## DIRECTIONS FOR THIS TASK
Render the data below as a JSON list of strings, one string per line and blank lines omitted, covering only the lines from the line with "target | patterned scarf" to the line with "x=206 y=146", both ends included.

:::

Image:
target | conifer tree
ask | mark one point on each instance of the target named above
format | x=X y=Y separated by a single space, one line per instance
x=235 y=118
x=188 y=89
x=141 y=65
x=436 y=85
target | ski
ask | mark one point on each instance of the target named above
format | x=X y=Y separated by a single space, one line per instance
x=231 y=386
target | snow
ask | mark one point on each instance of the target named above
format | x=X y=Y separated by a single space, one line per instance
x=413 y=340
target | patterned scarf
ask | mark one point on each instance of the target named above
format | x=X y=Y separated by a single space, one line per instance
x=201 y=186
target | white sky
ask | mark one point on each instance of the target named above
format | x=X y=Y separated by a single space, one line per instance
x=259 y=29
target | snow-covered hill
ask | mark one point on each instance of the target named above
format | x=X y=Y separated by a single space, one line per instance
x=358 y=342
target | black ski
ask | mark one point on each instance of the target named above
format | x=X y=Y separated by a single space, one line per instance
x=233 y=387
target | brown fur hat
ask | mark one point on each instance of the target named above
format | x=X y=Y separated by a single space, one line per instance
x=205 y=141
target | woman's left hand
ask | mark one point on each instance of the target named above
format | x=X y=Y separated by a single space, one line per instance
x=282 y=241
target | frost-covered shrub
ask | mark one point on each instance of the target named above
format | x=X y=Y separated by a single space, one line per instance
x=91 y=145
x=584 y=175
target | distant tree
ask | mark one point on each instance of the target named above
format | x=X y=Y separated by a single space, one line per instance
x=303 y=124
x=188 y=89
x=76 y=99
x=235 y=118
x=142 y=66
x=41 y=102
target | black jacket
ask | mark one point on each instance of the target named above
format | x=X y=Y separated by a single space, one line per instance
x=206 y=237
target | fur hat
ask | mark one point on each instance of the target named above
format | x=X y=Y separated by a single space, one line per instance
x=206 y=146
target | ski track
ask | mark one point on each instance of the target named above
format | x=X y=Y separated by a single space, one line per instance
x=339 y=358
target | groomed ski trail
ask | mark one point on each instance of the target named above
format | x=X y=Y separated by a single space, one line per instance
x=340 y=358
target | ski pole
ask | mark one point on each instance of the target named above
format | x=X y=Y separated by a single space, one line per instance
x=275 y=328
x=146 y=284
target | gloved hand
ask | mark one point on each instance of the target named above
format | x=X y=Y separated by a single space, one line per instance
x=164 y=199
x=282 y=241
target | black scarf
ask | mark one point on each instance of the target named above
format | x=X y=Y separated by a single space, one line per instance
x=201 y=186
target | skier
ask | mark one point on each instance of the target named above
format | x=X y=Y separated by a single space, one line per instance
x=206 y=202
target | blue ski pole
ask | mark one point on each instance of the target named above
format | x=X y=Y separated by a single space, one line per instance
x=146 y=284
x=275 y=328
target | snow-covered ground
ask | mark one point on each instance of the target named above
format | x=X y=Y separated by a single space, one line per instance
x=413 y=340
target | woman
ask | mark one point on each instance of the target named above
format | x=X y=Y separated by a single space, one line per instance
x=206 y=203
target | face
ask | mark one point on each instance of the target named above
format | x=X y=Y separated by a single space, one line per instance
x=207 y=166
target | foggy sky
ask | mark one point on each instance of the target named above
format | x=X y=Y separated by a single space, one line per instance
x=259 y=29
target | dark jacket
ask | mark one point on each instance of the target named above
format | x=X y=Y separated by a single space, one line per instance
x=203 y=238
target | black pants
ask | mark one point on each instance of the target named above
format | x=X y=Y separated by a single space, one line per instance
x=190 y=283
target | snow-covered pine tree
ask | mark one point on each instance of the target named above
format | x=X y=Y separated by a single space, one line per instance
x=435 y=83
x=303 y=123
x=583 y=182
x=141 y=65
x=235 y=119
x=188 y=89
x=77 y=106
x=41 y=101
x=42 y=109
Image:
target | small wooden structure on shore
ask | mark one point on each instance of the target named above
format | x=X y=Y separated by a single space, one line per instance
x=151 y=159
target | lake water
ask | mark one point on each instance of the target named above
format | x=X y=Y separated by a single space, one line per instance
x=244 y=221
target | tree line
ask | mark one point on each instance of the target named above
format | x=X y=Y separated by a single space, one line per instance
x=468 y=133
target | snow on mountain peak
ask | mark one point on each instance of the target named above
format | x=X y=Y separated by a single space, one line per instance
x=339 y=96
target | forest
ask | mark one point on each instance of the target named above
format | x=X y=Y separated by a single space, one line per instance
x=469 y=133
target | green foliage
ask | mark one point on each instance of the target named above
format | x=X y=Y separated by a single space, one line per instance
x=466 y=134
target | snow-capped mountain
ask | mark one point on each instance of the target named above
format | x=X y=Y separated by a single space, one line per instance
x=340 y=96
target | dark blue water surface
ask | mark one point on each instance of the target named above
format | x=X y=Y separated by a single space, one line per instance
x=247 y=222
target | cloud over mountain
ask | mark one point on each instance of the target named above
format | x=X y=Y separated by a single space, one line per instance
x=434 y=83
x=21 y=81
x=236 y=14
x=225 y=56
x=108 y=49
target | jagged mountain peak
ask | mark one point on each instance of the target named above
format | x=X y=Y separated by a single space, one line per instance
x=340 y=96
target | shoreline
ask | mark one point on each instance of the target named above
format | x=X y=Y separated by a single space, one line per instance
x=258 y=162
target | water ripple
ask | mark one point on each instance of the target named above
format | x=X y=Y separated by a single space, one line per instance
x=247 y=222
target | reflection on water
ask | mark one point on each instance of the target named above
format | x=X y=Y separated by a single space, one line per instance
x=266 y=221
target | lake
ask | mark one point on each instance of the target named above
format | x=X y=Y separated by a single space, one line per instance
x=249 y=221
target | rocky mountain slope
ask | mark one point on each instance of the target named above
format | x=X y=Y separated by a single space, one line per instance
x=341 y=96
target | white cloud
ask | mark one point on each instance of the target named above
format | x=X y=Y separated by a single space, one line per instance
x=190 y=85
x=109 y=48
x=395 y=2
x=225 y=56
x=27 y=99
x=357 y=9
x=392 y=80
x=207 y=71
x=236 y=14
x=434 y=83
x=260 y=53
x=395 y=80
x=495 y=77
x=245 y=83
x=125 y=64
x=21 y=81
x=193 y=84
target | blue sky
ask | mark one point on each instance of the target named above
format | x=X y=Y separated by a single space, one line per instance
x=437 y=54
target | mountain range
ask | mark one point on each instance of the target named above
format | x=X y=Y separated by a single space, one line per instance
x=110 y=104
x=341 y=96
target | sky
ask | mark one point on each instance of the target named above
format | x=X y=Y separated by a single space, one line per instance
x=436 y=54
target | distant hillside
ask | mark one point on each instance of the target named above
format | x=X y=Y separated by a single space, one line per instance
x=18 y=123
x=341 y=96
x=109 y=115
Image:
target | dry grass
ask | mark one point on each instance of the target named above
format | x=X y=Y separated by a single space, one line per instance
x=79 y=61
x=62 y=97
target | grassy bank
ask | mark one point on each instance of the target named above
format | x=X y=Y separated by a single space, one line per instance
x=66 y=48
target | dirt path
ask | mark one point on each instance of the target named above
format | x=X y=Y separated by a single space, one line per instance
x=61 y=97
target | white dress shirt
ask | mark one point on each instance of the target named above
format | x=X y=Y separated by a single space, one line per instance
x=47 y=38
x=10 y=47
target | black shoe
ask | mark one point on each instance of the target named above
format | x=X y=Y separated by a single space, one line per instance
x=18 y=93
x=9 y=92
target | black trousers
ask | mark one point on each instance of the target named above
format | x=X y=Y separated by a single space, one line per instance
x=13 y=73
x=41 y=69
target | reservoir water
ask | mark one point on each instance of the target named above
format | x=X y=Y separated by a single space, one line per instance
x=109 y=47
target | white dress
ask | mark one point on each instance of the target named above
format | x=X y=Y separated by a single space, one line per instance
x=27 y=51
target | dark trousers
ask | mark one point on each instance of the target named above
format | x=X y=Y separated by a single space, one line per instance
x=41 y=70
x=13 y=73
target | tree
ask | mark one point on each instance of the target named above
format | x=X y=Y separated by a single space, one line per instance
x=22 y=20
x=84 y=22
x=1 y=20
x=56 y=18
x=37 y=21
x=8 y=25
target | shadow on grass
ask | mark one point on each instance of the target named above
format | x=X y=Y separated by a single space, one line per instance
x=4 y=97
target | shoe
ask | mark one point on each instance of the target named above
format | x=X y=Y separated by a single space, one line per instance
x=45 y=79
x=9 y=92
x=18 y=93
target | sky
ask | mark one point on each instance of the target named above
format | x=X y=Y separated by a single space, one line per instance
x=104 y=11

:::

## ANSWER
[
  "target | patterned scarf",
  "ask | mark one point on each instance of the target named above",
  "format | x=X y=Y separated by a single space, one line per instance",
  "x=201 y=186",
  "target | white sky",
  "ask | mark one point on each instance of the target named above",
  "format | x=X y=Y separated by a single space, one line per instance",
  "x=259 y=29",
  "target | snow-covered hill",
  "ask | mark one point on each instance of the target named above",
  "format | x=X y=Y separated by a single space, one line per instance",
  "x=358 y=342",
  "target | black ski",
  "ask | mark one point on each instance of the target named above",
  "format | x=X y=Y separated by a single space, one line per instance",
  "x=233 y=387",
  "target | brown fur hat",
  "ask | mark one point on each instance of the target named above",
  "format | x=X y=Y separated by a single space, one line per instance",
  "x=205 y=141",
  "target | woman's left hand",
  "ask | mark one point on each instance of the target named above",
  "format | x=X y=Y separated by a single space, one line per instance",
  "x=282 y=241",
  "target | frost-covered shrub",
  "ask | mark one point on each instance of the target named above",
  "format | x=X y=Y separated by a single space, one line per instance",
  "x=91 y=145",
  "x=584 y=175",
  "target | distant tree",
  "ask | mark one point on each instance of the target named above",
  "format | x=X y=Y separated by a single space, one line per instance",
  "x=303 y=124",
  "x=188 y=89",
  "x=76 y=99",
  "x=235 y=118",
  "x=142 y=66",
  "x=41 y=102",
  "target | black jacket",
  "ask | mark one point on each instance of the target named above",
  "format | x=X y=Y separated by a single space, one line per instance",
  "x=206 y=237",
  "target | fur hat",
  "ask | mark one point on each instance of the target named above",
  "format | x=X y=Y separated by a single space, one line per instance",
  "x=206 y=146"
]